##### STORED DATA #####
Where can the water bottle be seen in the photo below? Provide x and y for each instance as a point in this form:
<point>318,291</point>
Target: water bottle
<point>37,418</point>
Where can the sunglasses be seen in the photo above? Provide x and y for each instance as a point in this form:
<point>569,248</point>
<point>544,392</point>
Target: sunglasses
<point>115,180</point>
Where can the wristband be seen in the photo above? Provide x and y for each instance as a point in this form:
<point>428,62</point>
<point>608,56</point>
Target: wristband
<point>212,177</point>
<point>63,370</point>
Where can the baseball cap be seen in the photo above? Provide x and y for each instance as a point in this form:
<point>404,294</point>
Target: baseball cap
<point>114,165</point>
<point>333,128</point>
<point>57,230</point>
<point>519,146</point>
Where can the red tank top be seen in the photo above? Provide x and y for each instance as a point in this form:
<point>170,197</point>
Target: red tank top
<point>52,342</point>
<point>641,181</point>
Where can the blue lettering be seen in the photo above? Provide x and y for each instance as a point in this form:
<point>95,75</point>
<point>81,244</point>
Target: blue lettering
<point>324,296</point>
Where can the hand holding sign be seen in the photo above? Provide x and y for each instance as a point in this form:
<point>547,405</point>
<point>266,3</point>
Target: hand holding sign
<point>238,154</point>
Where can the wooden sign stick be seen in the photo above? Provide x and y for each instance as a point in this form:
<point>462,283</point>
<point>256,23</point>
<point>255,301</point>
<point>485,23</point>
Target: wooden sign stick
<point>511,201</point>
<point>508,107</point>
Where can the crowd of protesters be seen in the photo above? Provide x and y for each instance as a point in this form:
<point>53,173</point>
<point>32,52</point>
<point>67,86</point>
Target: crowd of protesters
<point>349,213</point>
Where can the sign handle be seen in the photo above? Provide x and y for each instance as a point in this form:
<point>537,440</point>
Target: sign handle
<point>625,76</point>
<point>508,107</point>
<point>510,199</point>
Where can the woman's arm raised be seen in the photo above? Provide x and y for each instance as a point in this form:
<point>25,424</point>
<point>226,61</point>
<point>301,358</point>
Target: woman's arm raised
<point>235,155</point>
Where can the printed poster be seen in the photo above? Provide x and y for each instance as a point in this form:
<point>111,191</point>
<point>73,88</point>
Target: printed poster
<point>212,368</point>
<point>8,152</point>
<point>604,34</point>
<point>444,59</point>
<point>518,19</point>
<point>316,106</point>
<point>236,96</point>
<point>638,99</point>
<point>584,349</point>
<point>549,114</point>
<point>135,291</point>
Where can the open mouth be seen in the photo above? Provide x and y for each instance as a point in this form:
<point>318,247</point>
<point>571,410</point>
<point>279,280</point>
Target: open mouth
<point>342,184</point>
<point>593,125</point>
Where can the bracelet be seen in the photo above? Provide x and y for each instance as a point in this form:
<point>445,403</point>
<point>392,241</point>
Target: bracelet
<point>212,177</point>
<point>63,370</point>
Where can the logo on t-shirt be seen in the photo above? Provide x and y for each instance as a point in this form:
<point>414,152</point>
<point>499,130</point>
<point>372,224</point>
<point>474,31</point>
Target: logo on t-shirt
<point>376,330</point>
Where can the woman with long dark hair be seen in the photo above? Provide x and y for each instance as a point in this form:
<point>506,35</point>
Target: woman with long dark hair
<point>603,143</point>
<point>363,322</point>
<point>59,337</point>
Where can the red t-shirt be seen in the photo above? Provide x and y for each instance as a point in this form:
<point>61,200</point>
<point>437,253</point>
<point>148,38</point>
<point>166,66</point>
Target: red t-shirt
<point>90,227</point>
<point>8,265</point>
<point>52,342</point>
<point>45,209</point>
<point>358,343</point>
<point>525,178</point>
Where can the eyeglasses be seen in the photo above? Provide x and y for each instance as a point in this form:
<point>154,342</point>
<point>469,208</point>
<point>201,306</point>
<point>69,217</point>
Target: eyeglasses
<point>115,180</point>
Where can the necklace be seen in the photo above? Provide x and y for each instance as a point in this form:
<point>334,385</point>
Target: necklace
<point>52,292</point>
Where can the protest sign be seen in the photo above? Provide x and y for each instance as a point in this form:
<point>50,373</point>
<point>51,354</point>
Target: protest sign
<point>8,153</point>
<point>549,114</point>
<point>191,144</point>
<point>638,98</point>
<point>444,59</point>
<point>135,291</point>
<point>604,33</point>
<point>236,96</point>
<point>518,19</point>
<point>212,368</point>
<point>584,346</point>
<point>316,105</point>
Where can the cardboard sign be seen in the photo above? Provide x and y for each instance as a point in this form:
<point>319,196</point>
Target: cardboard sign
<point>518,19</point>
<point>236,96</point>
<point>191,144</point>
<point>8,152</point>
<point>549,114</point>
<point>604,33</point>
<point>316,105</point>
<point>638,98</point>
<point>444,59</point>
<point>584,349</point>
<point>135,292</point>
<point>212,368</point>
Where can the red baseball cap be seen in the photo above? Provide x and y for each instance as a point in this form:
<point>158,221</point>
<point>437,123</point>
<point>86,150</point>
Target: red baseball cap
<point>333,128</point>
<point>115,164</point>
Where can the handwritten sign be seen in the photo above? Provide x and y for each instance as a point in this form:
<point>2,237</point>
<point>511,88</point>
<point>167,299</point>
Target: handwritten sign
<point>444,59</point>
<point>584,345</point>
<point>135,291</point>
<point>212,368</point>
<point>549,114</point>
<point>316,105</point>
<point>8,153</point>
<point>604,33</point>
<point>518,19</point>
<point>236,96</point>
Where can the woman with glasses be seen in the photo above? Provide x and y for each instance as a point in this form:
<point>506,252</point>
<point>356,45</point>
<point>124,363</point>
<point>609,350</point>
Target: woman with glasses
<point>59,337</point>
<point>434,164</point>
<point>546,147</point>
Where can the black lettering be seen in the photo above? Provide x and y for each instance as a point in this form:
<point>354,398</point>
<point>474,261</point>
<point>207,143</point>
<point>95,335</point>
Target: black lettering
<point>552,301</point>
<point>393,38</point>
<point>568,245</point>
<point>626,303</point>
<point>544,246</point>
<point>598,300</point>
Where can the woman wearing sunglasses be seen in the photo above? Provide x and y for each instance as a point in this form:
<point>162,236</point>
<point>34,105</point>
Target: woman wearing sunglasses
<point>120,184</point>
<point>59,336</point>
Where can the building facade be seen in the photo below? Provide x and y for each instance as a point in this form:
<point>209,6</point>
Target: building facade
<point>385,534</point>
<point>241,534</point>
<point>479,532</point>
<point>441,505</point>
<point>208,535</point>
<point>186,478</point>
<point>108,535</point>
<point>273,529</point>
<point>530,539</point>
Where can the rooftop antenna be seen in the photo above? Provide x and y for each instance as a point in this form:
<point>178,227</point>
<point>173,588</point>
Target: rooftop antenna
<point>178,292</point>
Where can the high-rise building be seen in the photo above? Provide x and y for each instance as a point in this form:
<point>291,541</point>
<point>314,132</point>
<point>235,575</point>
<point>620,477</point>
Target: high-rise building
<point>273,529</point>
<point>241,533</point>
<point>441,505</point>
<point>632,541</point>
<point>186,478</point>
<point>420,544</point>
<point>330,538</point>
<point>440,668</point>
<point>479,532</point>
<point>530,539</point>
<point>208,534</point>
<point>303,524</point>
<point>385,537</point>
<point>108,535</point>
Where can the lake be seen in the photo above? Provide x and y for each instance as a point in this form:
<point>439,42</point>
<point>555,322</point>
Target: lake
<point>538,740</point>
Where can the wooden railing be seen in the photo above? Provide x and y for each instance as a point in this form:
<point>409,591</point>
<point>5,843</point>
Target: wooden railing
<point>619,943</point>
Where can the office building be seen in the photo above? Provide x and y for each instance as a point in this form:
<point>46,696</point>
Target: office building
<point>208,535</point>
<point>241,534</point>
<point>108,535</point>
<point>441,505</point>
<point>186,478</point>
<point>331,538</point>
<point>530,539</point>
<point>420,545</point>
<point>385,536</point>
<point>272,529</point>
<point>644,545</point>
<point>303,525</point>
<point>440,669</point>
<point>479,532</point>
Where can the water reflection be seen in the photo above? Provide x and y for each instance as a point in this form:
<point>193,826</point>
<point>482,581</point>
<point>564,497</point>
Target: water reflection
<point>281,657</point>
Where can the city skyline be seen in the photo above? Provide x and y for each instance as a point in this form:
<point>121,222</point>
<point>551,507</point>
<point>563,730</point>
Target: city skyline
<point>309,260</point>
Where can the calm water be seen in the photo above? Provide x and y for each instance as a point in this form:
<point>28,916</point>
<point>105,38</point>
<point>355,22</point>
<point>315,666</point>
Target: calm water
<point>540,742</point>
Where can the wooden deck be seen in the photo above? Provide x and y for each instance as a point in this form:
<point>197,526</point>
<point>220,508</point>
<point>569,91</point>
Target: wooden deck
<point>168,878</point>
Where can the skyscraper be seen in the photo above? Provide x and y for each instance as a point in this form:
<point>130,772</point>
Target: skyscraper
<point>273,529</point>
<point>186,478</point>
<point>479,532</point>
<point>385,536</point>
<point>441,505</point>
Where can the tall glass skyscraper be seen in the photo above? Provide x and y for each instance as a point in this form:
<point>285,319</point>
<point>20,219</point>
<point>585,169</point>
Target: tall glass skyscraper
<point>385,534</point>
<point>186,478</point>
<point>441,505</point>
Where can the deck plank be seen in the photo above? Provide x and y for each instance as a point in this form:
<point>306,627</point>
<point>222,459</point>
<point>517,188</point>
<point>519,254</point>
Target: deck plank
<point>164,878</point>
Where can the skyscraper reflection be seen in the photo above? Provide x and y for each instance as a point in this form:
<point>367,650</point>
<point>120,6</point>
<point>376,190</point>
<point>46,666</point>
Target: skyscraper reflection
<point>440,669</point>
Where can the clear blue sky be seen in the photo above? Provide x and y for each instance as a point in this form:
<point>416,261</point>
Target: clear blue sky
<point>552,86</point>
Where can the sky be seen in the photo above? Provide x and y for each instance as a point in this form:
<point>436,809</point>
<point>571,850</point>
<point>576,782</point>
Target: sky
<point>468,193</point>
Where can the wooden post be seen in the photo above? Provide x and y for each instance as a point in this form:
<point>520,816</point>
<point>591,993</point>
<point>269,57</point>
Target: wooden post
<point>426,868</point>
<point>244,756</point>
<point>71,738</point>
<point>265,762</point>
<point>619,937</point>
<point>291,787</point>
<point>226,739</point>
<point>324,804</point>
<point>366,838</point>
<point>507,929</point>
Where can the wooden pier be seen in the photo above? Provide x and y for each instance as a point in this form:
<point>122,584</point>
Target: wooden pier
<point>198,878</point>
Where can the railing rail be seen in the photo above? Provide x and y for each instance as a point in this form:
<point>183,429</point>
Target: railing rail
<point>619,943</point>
#####
## WORK TO DO
Take the line that contains "Where can the sky be" and each line after it down to the last of the records, and retype them exactly; add nothing else.

## CORRECT RESULT
Where can the sky be seen in the photo above? Provide x and y for each instance as a point in this form:
<point>436,809</point>
<point>571,850</point>
<point>576,782</point>
Target: sky
<point>468,193</point>
Where can the wooden post be seen in the photo above? Provide x and y for each instance as a point in this form:
<point>520,816</point>
<point>591,993</point>
<point>269,57</point>
Target: wooden post
<point>426,868</point>
<point>244,756</point>
<point>71,738</point>
<point>265,762</point>
<point>619,937</point>
<point>291,787</point>
<point>226,739</point>
<point>324,804</point>
<point>366,838</point>
<point>507,929</point>
Where can the wooden pier be seen in the photo above? Provide x and y for each instance as a point in this form:
<point>122,584</point>
Target: wooden pier
<point>198,878</point>
Where can the railing rail be seen in the photo above? Provide x and y for each instance as a point in this form:
<point>183,429</point>
Target: railing rail
<point>619,943</point>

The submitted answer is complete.